## START EXCERPTED TEXT

The sudden departure of powerful Windows boss Steven Sinofsky this week
is the first step in a plan by CEO Steve Ballmer to remodel Microsoft
Corp as a much more integrated operation in an attempt to take on Apple Inc and Google Inc at their own game.
After
nearly 13 years at the helm of the world's largest software maker,
which just launched its first own-brand computer, sources inside the
company say Sinofsky's departure signals Ballmer's new-found focus on
co-operation between its self-sufficient - and sometimes warring -
units.
"What I'm hearing over and over is collaboration and
horizontal integration is the new mantra," said one Microsoft insider,
who asked not to be named. "They (top management) understand that, if
they don't move to a model where devices and software are more
integrated across the entire Microsoft system, they are in a weak
position."
After floundering for most of the last decade,
Microsoft is trying emulate the way Apple's software and hardware - such
as iTunes and the iPhone - work perfectly together; or how Google's
online suite from Web search to YouTube and Gmail are seamlessly joined.
Microsoft
- which Ballmer rechristened as a "devices and services company" last
month - has all the parts, analysts say, but has failed to put them
together. Now Ballmer looks set to reshape the company to try to make
that a reality.
"I certainly expect the org chart to look a lot
different six months from now," said Brad Silverberg, who ran the
Windows unit during its massive growth spurt in the 1990s. "There will
be attrition from Steven's (Sinofsky's) people and Steve Ballmer will
have a chance to create a more harmonious organization."

## END EXCERPTED TEXT
## START GIVEN RECORDS

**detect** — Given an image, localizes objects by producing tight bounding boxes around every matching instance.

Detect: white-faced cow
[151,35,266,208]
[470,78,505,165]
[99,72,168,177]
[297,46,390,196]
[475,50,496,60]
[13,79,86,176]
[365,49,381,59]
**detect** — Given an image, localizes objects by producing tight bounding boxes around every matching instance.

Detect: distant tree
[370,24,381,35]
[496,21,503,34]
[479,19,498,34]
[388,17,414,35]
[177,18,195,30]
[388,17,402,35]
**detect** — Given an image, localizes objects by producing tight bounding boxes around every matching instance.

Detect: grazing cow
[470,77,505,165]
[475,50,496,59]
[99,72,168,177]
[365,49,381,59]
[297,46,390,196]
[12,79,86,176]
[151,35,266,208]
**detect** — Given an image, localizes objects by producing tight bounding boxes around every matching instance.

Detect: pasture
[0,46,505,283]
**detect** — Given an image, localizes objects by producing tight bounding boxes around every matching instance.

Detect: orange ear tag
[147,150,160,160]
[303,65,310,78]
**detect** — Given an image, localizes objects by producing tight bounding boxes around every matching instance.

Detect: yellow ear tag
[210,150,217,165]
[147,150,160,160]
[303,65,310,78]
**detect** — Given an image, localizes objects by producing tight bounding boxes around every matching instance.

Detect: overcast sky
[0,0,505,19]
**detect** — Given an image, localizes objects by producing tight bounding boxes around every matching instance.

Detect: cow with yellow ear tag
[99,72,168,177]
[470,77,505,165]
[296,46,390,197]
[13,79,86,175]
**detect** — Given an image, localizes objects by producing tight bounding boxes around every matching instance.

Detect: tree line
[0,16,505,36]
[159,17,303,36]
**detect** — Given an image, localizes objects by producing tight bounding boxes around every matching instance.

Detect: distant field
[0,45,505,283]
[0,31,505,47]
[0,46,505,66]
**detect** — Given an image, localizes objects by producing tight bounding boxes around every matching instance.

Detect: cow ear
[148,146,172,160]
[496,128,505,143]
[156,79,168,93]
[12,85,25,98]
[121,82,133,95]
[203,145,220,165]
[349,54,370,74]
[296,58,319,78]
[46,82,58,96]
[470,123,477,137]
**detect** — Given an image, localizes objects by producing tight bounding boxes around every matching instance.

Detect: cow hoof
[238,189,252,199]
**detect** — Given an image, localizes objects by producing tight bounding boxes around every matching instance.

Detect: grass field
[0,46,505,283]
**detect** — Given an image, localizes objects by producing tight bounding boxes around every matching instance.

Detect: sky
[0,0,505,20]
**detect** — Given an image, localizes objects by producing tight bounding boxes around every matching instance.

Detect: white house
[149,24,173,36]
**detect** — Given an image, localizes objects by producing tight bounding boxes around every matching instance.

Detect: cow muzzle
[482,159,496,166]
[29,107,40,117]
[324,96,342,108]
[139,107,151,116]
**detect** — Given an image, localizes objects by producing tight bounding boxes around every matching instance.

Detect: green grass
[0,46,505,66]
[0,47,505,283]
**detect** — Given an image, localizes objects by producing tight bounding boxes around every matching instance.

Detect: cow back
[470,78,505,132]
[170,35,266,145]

## END GIVEN RECORDS

> **TASKS FOR THIS EXERCISE**
1. Using the article about Microsoft, say whether each statement agrees with it: (a) Ballmer recently called Microsoft a "devices and services company." (b) Brad Silverberg ran the Windows unit in the 2000s. (c) The Microsoft insider quoted agreed to be named. Answer each with yes or no and quote the deciding words of the article.
2. List every line of the records that contains the string "field". Case counts.
The article and the records were taken from unrelated sources.

> **THE REPLIES**
1.
(a) Yes: "Ballmer rechristened as a "devices and services company" last month"
(b) No: "who ran the Windows unit during its massive growth spurt in the 1990s"
(c) No: "who asked not to be named"

2.
Detect: distant field
Detect: grass field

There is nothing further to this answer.